Remplacez « book page » par « open page » dans le matériau, de la ligne contenant « find the stack » jusqu'à la ligne contenant « 18,444 -> 158,502 », bornes incluses. Restituez uniquement ces lignes, sans aucune autre modification.

Extraits de jeux de données annotés par boîtes:
----------------
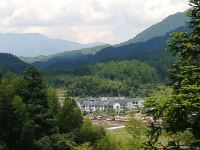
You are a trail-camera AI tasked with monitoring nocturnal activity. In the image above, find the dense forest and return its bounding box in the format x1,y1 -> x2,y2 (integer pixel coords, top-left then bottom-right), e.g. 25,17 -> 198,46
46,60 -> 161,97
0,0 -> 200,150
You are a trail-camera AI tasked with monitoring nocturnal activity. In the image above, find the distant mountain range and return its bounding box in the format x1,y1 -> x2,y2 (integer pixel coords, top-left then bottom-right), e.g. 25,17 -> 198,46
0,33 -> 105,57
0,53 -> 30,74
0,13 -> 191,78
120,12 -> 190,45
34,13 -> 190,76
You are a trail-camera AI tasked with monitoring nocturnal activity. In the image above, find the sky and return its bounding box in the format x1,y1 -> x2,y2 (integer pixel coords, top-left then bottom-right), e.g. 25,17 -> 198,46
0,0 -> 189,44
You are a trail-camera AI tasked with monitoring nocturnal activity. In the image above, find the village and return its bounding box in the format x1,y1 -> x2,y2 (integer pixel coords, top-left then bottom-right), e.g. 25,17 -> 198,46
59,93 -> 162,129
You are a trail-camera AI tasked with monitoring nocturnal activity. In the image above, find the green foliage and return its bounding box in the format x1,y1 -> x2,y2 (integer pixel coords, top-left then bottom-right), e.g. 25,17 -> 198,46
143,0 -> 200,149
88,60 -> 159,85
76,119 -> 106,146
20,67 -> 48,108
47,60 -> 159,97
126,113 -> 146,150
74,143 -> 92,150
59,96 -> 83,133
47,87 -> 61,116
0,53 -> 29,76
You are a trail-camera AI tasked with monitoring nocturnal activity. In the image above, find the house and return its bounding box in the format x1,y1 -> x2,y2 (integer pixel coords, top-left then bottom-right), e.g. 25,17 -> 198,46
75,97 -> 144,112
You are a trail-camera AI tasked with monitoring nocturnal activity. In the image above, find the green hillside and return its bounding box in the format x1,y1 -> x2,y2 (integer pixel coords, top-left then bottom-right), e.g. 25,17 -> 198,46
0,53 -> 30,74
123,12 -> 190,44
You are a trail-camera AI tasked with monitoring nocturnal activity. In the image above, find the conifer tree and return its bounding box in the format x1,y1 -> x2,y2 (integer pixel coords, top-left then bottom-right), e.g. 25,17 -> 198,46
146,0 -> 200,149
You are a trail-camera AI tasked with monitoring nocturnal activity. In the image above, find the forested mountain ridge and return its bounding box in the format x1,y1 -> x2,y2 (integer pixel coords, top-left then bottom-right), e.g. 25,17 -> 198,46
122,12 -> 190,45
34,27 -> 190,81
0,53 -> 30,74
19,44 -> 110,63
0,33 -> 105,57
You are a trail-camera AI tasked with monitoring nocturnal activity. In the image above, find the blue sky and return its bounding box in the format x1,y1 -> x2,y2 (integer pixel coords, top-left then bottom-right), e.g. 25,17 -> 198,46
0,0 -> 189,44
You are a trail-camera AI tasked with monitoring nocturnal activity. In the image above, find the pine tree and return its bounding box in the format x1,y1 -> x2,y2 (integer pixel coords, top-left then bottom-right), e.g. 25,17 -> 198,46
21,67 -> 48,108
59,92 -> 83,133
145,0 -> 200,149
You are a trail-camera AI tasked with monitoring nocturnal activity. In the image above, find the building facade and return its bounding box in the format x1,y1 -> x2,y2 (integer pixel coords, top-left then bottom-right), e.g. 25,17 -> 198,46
----------------
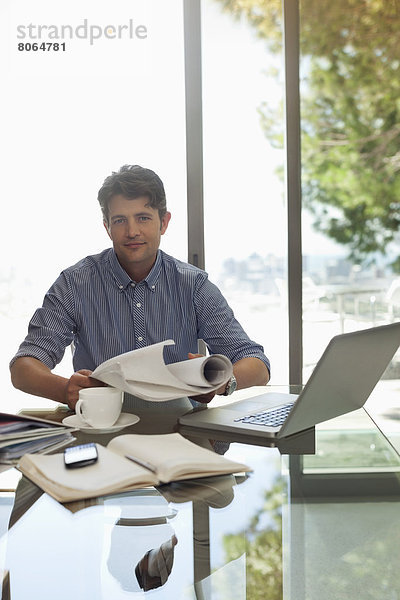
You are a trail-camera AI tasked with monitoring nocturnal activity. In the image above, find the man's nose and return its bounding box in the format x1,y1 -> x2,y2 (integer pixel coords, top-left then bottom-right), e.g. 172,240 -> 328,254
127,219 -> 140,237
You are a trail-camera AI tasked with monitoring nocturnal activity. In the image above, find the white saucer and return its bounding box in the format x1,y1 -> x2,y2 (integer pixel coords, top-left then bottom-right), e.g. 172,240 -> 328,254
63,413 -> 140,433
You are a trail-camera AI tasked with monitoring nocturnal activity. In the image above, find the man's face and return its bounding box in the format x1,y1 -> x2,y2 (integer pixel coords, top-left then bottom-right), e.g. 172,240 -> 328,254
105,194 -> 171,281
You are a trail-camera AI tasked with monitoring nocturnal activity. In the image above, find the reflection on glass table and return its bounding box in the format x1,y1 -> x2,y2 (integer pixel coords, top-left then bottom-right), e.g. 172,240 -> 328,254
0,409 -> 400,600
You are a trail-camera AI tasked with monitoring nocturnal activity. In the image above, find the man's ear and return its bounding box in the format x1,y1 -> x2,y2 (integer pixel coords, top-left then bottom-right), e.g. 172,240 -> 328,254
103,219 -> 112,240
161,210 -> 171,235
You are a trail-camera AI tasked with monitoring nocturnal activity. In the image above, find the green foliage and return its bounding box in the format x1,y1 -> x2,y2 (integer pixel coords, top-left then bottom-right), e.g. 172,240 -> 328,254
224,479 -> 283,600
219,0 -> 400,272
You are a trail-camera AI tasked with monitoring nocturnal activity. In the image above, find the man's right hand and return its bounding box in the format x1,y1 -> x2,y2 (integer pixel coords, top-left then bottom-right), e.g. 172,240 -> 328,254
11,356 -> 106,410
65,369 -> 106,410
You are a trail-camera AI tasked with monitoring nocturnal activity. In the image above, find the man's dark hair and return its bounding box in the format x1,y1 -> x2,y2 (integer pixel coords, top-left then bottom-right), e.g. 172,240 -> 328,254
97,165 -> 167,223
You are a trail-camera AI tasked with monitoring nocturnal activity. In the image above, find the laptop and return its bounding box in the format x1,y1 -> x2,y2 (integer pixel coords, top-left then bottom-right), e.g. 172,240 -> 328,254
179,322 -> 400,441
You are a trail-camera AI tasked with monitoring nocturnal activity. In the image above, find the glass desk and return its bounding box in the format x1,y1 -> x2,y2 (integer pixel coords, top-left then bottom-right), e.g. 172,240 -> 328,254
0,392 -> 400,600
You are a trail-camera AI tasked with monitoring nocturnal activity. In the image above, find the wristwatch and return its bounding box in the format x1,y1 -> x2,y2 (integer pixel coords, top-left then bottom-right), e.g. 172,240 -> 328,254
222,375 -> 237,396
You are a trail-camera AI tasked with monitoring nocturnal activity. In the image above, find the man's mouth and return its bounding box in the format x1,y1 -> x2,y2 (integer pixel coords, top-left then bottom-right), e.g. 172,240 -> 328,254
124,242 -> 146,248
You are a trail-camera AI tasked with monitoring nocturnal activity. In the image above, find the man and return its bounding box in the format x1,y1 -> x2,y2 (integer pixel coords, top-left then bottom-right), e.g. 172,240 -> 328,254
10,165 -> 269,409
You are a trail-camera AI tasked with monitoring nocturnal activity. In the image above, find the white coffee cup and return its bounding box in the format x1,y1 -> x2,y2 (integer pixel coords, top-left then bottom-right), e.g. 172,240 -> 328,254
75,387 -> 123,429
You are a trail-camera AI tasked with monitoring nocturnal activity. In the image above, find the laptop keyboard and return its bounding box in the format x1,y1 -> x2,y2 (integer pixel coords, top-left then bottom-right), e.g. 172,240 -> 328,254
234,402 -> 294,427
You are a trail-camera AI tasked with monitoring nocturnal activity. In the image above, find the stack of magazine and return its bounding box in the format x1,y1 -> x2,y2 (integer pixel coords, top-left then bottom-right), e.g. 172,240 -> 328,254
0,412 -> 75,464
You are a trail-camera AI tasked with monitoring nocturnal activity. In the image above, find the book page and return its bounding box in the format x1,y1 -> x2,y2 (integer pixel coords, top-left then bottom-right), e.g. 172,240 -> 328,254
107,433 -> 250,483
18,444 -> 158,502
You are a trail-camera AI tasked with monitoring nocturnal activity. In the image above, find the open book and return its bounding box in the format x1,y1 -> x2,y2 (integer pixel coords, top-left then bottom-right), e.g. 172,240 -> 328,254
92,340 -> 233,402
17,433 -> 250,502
----------------
Réponse
You are a trail-camera AI tasked with monitoring nocturnal activity. In the image above, find the stack of magazine and return its bounding box in the format x1,y1 -> x2,y2 (integer pixel coords, top-left then bottom-right), e.g. 172,240 -> 328,254
0,412 -> 75,464
You are a trail-camera AI tasked with monitoring nocturnal activity. In the image above, find the open page and return its bounding box in the format x1,y1 -> x2,y2 (integer pixel coords, top-left then bottom-right), e.g. 172,240 -> 328,254
107,433 -> 250,483
18,444 -> 158,502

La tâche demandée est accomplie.